## DATASET ENTRIES
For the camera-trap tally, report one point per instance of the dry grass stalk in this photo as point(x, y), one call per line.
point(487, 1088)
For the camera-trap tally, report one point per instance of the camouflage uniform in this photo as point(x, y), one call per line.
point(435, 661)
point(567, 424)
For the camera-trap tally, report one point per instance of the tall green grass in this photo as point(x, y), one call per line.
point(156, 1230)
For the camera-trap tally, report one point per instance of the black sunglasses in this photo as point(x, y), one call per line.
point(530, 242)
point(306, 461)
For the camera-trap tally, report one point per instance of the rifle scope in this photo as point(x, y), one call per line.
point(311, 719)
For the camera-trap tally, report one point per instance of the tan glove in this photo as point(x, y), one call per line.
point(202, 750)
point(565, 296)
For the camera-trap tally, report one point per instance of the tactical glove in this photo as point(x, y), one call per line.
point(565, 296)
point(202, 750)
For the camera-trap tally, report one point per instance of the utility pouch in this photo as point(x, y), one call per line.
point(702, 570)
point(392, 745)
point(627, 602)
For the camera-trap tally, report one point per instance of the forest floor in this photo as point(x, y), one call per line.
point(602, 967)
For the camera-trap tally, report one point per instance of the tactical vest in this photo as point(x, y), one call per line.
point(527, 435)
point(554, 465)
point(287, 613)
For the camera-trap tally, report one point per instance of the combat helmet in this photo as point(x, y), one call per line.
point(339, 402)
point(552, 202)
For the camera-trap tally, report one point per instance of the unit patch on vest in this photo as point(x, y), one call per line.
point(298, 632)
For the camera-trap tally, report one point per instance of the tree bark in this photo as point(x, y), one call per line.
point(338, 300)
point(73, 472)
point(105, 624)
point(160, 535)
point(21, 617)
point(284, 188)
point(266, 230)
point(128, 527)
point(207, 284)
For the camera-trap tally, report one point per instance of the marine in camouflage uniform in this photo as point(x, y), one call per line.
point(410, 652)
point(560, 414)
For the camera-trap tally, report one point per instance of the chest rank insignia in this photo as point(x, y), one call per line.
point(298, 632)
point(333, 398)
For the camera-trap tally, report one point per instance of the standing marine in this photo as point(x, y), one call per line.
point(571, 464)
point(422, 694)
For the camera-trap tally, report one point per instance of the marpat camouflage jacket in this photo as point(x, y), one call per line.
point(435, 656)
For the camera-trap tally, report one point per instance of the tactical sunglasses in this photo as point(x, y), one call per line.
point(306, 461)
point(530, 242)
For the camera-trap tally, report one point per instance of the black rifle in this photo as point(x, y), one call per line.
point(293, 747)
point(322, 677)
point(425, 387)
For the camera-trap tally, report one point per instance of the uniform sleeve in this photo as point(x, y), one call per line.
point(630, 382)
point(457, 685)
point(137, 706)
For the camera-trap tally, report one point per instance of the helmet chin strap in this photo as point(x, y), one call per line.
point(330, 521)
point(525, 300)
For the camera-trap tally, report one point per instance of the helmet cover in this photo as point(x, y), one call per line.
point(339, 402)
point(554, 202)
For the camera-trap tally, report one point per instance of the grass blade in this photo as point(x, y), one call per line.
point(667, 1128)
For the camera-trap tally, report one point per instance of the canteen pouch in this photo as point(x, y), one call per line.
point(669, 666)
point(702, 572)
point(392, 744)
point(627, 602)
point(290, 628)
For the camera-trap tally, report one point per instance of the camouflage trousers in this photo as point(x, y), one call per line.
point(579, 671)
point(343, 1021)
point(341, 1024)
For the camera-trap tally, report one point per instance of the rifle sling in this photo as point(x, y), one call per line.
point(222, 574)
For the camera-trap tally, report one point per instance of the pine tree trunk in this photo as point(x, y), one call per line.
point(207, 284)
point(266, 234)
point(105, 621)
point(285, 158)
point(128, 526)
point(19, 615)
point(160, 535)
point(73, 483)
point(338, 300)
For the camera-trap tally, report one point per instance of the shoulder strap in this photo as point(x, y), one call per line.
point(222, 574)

## WHAT THE TASK ASKS
Can you give the records above as a two-column CSV with the headers input and output, one row per record? Put each record's text under input and its answer under output, each in a single quoted field with line breaks changed to spaces.

## WRITTEN REPLY
input,output
"For the camera-trap tally, report one point per instance of the dry grass stalk in this photo as point(x, y), one call per line.","point(487, 1088)"
"For the camera-trap tally, report one point per instance of the camouflage uniform in this photo as point(x, y), one call per line.","point(435, 661) point(567, 424)"
"For the camera-trap tally, report one point per instance of the tall green grass in this photo as point(x, y), one call per line.","point(156, 1230)"
"For the camera-trap tally, report one point per instance of the black sunglasses in this photo as point(x, y), one call per line.","point(530, 242) point(306, 461)"
"For the camera-trap tally, report one point per instance of the rifle scope in this photo as point(x, y), one call per line.","point(311, 719)"
"For the camera-trap tally, report one point per instance of the tan glove in this photo as point(x, y), one call per line.","point(202, 750) point(565, 296)"
"For the camera-trap tally, report one point per instance of the tactical glove in this photo as point(x, y), one call per line.","point(565, 296) point(202, 750)"
"For the camera-trap tally, report one point per instance of the utility pouch in this photo as point(x, y), one call per line.","point(702, 570) point(392, 745) point(627, 602)"
"For the camera-trap tally, report one point per instance of the forest floor in this photo as point(x, y), one call per line.","point(602, 967)"
"For the camera-trap tally, report one point per instance of the tactical vest in this photo as point(x, y), one call per line.","point(527, 435) point(554, 465) point(287, 613)"
"For the camera-trap tally, report one point per instance of the combat helmet in this photo as point(x, y), one call per line.","point(339, 402) point(552, 202)"
"For the camera-trap tally, report one point per instance of the unit patch on vest in this photo as point(x, y), one call per line.","point(298, 632)"
"For the camera-trap tally, report one point per instance of the tree bark in this photo as point(x, y), one call per line.","point(338, 300) point(73, 472) point(105, 624) point(160, 535) point(21, 617) point(284, 188) point(266, 230) point(128, 527) point(207, 284)"
"For the camera-trap tally, report one point per instance of the marine in camouflage uniform in this photo as point(x, y), one call per line.","point(410, 652) point(560, 414)"
"For the camera-trap tally, report one point per instance of the chest rank insignia in this photo as point(x, y), one call per line.","point(298, 632) point(333, 398)"
"For the camera-trap tally, report one point per instance of the standing marine in this photo as point(x, y), one call per line.","point(571, 464) point(422, 694)"
"For the camera-trap tally, report one point per instance of the marpat camouflage jacket in this photo as point(x, y), one call per line.","point(435, 656)"
"For the camera-trap tally, report one point per instance of the tactical sunglasses in this photo as point(x, y), one call per line.","point(306, 461) point(530, 242)"
"For the camera-trap tally, report one point per instance of the black rifle in this photo as point(x, y), one call per line.","point(293, 747) point(322, 677) point(425, 387)"
"For the camera-trap tally, report one point per instance of the uniform sleeve in this photo as point(x, y), one call per line.","point(630, 382) point(457, 685) point(137, 706)"
"For the camera-trap tally, report one point per instance of the helmet chin strap in this photo as point(x, y), one call per line.","point(330, 521) point(525, 300)"
"For the camera-trap tally, report one point per instance of the helmet cover in this photo as point(x, y), one call per line.","point(339, 402) point(554, 202)"
"For the camera-trap tally, report one point per instance of the grass blade in this photo as point(x, y), one call per line.","point(667, 1128)"
"For the camera-trap tally, report one point per instance of the canteen pouch in this photo as point(x, y), one call per line.","point(669, 666) point(702, 572) point(392, 744) point(627, 602) point(290, 628)"
"For the camera-trap tally, report one point per instance of the camouflage trousers in this photo as point(x, y), one call per line.","point(579, 671) point(343, 1021) point(341, 1024)"
"For the camera-trap tally, report one point per instance of the rifle sling in this photo as point(x, y), one call per line.","point(222, 574)"
"For the camera-trap tally, report one point per instance of the pine tree trunk in this photo as point(x, y), one call per line.","point(207, 284) point(266, 234) point(105, 621) point(285, 158) point(128, 526) point(19, 615) point(160, 535) point(73, 483) point(338, 300)"
"For the camera-trap tally, report one point per instance of the shoulder strap in this photo as point(x, y), one call per line.","point(222, 574)"